## STATED GOAL
Return the full MAHOUT-516 reply about eigenvalues below, word for word.

## PAGE EXTRACT
::::::::

Re: [jira] Commented: (MAHOUT-516) Eigencuts produces unexpected results

Posted by Ted Dunning <te...@gmail.com>.
There isn't a good way to guess eigenvalues.

But the basic decomposer can see progressively more eigenvalues as it goes
and should be able to know when to stop.

I can't speak to where in the code you would stick that, but it should be
reasonably easy to find.

On Thu, Oct 21, 2010 at 5:33 PM, Shannon Quinn (JIRA) <ji...@apache.org>wrote:

>
>    [
> https://issues.apache.org/jira/browse/MAHOUT-516?page=com.atlassian.jira.plugin.system.issuetabpanels:comment-tabpanel&focusedCommentId=12923711#action_12923711]
>
> Shannon Quinn commented on MAHOUT-516:
> --------------------------------------
>
> For the time being, I'm just going to go with a -k type flag for specifying
> the degree of eigendecomposition. But here are my thoughts on a more
> permanent solution:
>
> In reading up a little further on the low-rank approximations of the
> eigencuts paper, it appears that, at least for images, the eigenvalues
> follow a linear decrease from 1, i.e. each corresponding eigenvalue is <=
> the previous according to some approximately linear function. In perturbing
> the flow of probability in the underlying markov transition graph (in order
> to determine where the clusters are), any eigenvalue/eigenvector pairs that
> fall under a certain threshold (specified by a combination of epsilon and
> beta, which are command-line arguments) are ignored. Thus, since the
> eigenvalues are monotonically decreasing, in theory we'd only need to find
> which eigenvalue falls beneath the threshold and perform a full
> decomposition up to that point.

::::::::

## ENTRIES SUPPLIED
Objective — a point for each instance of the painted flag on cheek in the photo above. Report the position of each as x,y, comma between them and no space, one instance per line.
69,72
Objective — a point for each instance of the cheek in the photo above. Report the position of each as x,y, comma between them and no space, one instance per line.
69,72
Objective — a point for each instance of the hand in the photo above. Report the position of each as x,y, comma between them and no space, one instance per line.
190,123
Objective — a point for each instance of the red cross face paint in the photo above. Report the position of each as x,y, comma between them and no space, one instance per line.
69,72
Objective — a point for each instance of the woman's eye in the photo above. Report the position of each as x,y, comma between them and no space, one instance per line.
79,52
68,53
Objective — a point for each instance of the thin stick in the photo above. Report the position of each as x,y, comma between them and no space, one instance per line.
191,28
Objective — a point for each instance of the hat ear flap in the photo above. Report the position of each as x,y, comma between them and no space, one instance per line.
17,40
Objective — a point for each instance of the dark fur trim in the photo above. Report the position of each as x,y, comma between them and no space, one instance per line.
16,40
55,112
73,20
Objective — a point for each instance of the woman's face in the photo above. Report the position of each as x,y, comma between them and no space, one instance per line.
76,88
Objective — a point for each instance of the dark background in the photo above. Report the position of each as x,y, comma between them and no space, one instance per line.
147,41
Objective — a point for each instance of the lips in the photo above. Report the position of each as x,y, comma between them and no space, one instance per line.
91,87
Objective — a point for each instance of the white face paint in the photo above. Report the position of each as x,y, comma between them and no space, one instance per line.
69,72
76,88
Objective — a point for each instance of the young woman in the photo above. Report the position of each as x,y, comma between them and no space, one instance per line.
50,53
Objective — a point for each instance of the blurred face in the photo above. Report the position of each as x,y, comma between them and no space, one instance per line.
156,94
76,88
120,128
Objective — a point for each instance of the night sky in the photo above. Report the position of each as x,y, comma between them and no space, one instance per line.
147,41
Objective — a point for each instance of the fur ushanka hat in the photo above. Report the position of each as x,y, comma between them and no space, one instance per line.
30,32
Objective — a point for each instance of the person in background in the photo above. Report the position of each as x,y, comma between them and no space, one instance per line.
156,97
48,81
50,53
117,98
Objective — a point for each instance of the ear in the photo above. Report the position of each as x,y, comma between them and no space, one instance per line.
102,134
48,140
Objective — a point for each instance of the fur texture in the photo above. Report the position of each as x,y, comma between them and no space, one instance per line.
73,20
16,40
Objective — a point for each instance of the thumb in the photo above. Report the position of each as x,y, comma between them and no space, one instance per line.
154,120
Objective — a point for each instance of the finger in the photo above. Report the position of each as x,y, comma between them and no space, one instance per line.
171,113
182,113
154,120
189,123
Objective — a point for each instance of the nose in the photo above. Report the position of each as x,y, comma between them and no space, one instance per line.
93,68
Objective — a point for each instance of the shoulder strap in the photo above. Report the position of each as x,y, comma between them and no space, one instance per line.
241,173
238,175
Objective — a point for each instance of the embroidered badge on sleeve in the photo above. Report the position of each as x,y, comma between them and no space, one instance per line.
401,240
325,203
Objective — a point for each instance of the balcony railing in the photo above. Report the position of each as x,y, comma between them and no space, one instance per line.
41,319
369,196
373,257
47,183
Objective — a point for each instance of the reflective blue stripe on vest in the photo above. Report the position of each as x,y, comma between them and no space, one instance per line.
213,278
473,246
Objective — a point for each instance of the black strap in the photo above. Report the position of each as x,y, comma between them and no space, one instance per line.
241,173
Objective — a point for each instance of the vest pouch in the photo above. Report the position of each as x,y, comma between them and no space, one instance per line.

::::::::

## EXERCISE ANSWER
Re: [jira] Commented: (MAHOUT-516) Eigencuts produces unexpected results

Posted by Ted Dunning <te...@gmail.com>.
There isn't a good way to guess eigenvalues.

But the basic decomposer can see progressively more eigenvalues as it goes
and should be able to know when to stop.

I can't speak to where in the code you would stick that, but it should be
reasonably easy to find.

On Thu, Oct 21, 2010 at 5:33 PM, Shannon Quinn (JIRA) <ji...@apache.org>wrote:

>
>    [
> https://issues.apache.org/jira/browse/MAHOUT-516?page=com.atlassian.jira.plugin.system.issuetabpanels:comment-tabpanel&focusedCommentId=12923711#action_12923711]
>
> Shannon Quinn commented on MAHOUT-516:
> --------------------------------------
>
> For the time being, I'm just going to go with a -k type flag for specifying
> the degree of eigendecomposition. But here are my thoughts on a more
> permanent solution:
>
> In reading up a little further on the low-rank approximations of the
> eigencuts paper, it appears that, at least for images, the eigenvalues
> follow a linear decrease from 1, i.e. each corresponding eigenvalue is <=
> the previous according to some approximately linear function. In perturbing
> the flow of probability in the underlying markov transition graph (in order
> to determine where the clusters are), any eigenvalue/eigenvector pairs that
> fall under a certain threshold (specified by a combination of epsilon and
> beta, which are command-line arguments) are ignored. Thus, since the
> eigenvalues are monotonically decreasing, in theory we'd only need to find
> which eigenvalue falls beneath the threshold and perform a full
> decomposition up to that point.